Instructions to follow: Include in the output the line containing "Vision module – locates any bird's throat" and each subsequent line of the records, through the end, transcribed exactly. Add nothing else.

[Dataset entries]

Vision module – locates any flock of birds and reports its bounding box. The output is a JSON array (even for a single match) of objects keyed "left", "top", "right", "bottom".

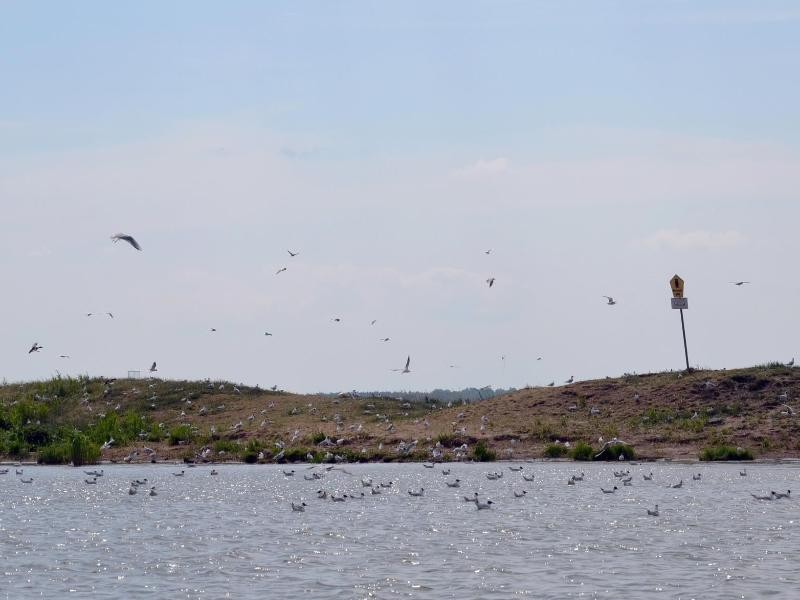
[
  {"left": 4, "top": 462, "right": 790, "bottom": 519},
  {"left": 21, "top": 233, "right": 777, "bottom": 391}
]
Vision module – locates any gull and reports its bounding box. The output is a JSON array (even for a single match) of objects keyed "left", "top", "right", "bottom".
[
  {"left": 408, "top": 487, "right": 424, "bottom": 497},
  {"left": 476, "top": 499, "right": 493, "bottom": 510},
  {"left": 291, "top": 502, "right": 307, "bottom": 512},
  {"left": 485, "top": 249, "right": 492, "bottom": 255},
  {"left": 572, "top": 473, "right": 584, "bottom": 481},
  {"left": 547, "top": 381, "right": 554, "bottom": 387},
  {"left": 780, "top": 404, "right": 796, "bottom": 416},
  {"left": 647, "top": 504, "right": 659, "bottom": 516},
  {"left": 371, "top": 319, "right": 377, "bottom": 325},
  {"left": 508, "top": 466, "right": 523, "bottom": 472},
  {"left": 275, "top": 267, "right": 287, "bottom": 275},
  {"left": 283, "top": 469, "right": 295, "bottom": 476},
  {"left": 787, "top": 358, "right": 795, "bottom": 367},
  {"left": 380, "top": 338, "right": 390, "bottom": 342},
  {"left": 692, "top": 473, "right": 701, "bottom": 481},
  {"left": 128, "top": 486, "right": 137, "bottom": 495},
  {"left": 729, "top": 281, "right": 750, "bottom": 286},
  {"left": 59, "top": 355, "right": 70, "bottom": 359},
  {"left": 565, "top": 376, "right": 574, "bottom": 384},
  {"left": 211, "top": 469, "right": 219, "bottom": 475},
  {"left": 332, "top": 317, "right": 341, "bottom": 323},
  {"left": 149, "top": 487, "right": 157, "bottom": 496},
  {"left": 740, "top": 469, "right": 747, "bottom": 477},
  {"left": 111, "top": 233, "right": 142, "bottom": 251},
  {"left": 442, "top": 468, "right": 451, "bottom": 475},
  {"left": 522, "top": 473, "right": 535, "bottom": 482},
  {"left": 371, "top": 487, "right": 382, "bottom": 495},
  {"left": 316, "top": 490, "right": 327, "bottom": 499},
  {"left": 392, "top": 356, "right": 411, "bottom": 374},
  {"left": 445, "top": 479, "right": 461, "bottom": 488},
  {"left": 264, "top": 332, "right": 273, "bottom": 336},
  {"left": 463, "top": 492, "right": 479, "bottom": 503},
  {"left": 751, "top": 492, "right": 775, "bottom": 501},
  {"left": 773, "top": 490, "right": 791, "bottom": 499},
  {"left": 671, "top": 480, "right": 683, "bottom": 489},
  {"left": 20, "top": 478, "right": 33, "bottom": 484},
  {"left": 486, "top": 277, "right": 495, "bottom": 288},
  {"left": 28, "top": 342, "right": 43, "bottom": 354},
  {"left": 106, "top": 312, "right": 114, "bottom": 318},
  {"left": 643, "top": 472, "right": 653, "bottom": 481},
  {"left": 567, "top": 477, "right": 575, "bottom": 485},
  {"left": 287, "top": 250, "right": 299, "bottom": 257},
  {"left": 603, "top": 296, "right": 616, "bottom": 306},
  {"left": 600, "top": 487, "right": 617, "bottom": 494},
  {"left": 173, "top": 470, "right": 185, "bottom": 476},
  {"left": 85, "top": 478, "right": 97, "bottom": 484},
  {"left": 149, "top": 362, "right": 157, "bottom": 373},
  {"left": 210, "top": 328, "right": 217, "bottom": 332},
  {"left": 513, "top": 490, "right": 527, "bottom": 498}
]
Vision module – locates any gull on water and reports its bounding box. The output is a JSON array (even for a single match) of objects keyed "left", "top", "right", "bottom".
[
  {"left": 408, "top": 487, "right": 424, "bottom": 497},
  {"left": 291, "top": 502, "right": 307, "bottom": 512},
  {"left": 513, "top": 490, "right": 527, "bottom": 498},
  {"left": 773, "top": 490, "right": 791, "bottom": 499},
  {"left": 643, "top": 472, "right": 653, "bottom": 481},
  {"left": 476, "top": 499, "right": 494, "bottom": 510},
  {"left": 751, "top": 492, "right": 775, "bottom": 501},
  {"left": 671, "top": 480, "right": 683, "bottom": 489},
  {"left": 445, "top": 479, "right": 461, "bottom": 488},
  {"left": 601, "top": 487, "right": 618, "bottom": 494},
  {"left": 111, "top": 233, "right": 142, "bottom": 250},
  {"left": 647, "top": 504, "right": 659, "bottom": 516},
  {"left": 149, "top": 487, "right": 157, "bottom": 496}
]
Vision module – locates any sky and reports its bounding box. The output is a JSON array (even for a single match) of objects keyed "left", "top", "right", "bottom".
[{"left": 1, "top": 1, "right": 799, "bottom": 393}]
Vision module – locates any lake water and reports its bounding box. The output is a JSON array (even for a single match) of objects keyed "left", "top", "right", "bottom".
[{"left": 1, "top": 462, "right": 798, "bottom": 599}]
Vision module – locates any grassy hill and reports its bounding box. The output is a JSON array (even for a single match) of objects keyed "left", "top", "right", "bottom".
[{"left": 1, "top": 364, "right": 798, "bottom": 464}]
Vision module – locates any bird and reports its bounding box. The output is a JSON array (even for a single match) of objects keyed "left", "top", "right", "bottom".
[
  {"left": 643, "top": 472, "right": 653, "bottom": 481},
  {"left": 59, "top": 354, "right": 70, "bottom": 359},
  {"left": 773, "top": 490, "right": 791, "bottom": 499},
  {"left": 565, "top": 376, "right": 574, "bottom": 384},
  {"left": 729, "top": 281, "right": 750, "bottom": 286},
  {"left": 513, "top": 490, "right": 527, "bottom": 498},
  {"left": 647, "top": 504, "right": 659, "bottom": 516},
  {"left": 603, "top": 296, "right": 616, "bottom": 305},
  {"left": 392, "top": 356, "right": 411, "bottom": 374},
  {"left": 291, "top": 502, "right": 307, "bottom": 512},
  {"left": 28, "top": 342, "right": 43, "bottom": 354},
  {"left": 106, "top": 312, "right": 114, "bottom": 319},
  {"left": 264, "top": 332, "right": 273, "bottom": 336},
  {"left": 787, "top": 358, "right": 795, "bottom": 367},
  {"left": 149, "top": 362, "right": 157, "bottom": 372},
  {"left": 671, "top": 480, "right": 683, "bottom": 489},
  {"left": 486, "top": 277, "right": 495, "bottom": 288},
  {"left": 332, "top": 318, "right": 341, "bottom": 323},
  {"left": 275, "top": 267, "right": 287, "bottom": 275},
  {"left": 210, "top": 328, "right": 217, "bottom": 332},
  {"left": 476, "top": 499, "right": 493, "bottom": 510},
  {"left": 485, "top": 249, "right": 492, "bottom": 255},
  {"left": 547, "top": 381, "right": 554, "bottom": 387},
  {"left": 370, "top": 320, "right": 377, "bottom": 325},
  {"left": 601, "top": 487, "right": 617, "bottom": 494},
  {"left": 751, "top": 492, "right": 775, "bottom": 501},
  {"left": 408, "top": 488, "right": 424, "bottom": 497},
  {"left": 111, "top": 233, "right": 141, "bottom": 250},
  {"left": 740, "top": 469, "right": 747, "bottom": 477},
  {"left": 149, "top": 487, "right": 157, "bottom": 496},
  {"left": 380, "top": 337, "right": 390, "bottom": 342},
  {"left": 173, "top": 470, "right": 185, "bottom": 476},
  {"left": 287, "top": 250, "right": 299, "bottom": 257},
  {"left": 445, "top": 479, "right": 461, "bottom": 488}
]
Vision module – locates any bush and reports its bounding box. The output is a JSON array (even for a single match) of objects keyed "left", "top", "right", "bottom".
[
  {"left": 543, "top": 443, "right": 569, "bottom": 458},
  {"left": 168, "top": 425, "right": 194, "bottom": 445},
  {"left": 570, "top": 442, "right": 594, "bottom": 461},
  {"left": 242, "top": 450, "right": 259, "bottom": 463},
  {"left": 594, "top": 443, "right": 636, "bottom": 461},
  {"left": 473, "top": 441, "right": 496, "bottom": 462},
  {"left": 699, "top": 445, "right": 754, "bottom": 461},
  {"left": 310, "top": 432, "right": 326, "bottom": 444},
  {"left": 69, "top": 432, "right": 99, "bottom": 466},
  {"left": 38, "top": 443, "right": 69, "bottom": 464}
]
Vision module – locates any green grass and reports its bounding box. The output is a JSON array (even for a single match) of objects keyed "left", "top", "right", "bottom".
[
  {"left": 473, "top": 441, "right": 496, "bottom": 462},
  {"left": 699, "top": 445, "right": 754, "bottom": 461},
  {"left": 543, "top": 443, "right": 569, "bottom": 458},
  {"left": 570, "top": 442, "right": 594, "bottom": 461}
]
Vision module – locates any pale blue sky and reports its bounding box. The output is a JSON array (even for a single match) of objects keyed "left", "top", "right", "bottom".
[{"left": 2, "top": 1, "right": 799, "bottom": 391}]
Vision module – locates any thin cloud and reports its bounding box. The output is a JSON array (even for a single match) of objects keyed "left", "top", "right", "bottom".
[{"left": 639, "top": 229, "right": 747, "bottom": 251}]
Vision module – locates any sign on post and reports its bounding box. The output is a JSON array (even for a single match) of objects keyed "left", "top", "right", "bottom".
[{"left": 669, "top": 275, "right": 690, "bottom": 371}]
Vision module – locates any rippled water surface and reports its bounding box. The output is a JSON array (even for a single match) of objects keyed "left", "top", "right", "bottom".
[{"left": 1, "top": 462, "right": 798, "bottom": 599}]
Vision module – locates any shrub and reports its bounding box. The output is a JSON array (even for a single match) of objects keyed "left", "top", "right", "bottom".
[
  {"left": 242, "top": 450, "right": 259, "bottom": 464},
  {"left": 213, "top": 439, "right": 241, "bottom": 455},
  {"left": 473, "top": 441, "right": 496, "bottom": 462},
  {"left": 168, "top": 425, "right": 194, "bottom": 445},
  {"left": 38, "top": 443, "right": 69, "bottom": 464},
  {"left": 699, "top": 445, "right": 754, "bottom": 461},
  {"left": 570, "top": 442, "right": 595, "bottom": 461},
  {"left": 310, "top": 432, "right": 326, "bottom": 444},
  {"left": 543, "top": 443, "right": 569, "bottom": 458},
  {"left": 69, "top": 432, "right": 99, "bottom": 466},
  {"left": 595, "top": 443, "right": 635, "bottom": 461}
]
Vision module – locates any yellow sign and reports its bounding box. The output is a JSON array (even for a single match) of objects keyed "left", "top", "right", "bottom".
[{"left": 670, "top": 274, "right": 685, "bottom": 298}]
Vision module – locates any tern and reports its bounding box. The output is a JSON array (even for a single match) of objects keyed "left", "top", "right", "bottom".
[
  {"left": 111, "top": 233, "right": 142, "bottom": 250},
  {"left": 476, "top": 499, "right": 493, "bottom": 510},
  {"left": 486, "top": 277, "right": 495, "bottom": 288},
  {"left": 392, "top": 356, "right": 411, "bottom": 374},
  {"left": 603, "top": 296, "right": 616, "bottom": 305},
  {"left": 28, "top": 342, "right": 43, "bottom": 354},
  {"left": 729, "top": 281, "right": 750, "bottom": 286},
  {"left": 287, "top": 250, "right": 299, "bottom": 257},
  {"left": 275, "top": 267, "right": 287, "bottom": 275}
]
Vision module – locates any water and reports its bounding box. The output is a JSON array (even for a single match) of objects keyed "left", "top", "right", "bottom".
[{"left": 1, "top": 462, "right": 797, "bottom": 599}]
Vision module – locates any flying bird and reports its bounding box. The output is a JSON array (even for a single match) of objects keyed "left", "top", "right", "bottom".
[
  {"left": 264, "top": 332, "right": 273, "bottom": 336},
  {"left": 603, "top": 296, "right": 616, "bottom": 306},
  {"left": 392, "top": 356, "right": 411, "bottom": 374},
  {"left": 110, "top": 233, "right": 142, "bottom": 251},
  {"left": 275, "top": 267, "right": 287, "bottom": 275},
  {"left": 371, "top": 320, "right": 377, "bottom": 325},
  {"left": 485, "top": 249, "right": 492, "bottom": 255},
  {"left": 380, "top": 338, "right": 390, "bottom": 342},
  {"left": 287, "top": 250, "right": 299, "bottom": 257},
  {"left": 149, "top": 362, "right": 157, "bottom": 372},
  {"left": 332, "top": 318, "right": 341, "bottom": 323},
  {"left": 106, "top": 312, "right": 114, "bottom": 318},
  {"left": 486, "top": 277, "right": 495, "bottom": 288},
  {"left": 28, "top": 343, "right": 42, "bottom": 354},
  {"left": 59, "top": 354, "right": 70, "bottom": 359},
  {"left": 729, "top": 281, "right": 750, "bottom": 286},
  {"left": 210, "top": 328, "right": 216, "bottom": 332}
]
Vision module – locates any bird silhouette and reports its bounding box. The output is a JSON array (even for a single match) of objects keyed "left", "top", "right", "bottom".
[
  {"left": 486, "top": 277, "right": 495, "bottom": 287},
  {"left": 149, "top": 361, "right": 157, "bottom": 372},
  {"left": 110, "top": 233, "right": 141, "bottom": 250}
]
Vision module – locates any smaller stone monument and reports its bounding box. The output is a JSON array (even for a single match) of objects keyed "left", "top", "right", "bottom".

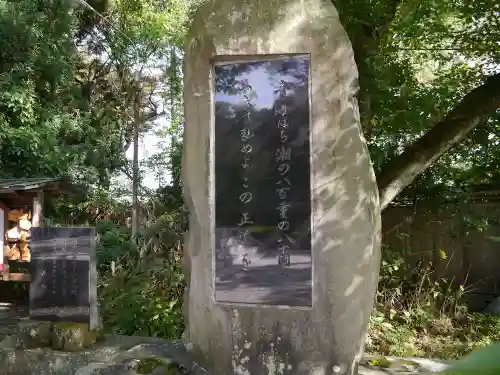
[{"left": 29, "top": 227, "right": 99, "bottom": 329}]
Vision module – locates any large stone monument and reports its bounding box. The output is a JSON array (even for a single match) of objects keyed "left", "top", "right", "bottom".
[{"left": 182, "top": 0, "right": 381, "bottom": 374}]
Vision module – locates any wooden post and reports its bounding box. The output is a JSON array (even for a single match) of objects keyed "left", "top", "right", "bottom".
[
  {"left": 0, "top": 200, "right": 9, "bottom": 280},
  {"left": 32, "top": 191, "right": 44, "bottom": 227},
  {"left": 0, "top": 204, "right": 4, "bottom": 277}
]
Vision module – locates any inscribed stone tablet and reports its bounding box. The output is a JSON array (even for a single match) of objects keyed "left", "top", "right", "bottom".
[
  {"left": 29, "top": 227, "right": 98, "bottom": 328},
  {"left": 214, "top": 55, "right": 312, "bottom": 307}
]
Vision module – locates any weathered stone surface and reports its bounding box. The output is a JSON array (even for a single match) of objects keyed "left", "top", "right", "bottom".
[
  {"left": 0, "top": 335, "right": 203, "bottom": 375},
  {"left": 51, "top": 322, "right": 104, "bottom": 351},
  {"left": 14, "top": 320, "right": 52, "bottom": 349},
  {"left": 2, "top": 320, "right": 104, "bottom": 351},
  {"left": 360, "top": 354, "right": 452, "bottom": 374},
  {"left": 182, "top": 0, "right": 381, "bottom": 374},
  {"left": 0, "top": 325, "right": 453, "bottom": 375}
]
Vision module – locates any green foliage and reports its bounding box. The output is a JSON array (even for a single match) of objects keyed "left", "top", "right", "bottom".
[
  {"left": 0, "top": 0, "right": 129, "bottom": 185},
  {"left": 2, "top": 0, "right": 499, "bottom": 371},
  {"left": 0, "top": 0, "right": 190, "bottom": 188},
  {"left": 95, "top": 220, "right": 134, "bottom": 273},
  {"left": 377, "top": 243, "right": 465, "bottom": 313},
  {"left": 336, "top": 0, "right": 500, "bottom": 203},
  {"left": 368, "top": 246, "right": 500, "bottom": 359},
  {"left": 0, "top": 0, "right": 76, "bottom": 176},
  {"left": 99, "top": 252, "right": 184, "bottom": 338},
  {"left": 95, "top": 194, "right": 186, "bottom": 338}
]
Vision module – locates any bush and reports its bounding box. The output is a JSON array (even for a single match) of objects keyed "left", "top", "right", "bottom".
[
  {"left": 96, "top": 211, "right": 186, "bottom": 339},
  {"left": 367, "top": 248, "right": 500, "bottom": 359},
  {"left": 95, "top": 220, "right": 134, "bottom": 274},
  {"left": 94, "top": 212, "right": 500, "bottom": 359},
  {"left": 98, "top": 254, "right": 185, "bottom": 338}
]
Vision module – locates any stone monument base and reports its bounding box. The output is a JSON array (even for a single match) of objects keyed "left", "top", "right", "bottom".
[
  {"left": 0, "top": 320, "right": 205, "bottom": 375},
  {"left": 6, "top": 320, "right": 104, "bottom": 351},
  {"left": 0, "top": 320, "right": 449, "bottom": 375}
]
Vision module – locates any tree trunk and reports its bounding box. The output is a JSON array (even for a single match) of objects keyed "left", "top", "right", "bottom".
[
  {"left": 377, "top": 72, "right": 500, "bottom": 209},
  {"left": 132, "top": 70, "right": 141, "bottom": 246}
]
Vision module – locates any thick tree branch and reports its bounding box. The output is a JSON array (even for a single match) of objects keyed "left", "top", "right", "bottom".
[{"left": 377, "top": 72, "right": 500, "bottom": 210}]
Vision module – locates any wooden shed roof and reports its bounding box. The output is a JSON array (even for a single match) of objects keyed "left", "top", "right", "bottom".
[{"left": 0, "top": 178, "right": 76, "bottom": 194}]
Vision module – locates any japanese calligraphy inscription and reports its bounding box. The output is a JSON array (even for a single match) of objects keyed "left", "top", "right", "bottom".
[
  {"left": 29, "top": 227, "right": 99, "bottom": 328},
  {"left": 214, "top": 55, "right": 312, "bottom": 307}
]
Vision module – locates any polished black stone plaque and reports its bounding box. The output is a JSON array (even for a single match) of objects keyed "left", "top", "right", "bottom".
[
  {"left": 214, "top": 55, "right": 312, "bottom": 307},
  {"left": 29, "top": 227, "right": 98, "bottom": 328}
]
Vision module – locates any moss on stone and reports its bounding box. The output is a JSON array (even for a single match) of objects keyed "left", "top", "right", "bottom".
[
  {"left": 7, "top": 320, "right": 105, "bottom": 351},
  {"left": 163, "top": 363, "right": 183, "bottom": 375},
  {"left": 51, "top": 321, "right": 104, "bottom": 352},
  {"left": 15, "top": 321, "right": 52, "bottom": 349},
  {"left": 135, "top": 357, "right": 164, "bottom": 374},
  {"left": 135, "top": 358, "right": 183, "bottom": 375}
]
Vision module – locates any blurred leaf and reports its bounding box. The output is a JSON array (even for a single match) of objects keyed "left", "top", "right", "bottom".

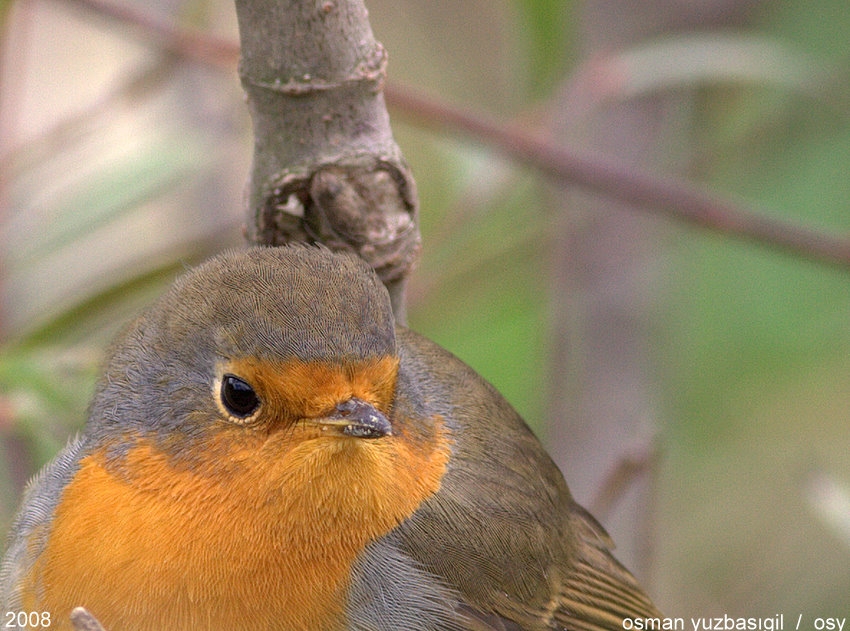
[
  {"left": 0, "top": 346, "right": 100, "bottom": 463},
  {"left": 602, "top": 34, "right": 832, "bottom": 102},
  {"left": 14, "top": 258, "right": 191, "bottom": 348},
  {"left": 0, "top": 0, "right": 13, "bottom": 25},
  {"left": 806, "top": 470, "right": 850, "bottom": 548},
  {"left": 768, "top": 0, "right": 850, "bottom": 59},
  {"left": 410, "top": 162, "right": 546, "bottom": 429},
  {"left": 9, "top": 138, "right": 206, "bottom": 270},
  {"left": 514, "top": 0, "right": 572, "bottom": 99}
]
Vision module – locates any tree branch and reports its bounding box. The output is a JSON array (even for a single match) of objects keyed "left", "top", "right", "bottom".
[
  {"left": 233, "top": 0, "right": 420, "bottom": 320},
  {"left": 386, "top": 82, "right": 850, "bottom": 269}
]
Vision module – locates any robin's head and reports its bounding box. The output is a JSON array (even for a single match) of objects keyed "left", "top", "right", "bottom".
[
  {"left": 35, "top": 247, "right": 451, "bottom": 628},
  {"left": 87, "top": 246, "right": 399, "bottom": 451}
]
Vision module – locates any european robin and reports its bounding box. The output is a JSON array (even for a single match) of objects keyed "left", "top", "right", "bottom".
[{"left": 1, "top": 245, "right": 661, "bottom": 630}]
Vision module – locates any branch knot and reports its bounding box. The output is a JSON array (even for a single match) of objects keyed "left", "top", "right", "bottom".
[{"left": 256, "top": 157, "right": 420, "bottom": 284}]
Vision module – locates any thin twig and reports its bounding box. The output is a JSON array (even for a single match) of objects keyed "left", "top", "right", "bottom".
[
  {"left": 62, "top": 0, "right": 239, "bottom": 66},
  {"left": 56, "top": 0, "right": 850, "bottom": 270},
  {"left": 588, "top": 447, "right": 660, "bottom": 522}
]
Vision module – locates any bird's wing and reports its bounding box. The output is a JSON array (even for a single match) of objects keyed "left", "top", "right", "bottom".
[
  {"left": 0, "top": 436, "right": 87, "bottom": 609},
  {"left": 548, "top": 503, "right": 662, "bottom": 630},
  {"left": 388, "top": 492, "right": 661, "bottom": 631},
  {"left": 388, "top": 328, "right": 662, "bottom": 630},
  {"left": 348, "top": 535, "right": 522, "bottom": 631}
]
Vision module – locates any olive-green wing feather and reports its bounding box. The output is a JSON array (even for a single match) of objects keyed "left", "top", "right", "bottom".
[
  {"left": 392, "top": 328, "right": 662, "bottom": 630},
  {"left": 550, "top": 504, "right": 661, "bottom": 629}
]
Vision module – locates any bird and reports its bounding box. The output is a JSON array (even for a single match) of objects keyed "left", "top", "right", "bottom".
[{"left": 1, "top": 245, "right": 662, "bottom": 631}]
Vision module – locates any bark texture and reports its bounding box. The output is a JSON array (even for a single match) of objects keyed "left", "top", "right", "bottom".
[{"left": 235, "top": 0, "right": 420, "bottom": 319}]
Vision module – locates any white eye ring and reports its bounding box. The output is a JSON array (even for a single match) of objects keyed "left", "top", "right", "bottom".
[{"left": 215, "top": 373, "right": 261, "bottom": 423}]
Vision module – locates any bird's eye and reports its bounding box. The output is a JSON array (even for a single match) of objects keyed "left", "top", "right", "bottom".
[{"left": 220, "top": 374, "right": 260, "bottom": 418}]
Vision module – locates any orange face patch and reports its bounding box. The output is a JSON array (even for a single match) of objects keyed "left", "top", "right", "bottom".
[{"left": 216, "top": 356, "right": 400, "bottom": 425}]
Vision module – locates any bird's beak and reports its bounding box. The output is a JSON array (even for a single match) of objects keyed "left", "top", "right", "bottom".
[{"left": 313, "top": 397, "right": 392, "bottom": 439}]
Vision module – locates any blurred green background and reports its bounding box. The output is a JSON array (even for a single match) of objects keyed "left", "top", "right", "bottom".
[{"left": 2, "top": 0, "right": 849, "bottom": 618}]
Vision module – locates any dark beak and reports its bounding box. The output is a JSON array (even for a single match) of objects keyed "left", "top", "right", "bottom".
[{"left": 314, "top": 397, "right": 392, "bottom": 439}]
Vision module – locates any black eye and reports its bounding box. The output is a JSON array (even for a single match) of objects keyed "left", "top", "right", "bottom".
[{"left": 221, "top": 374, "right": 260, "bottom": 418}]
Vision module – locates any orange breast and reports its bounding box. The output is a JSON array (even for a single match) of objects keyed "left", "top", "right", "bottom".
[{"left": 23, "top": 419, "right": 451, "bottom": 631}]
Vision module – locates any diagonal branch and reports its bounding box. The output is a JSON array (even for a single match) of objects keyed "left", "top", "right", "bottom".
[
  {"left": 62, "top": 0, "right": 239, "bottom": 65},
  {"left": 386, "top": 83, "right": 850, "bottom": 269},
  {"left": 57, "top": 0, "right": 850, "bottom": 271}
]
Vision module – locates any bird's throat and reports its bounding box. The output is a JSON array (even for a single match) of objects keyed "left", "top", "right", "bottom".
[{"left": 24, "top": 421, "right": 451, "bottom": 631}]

Solution to this task:
Vision module – locates any bird's throat and reports its bounding box. The output is a JSON array (even for a single match) of objects keyed "left", "top", "right", "bottom".
[{"left": 24, "top": 421, "right": 451, "bottom": 631}]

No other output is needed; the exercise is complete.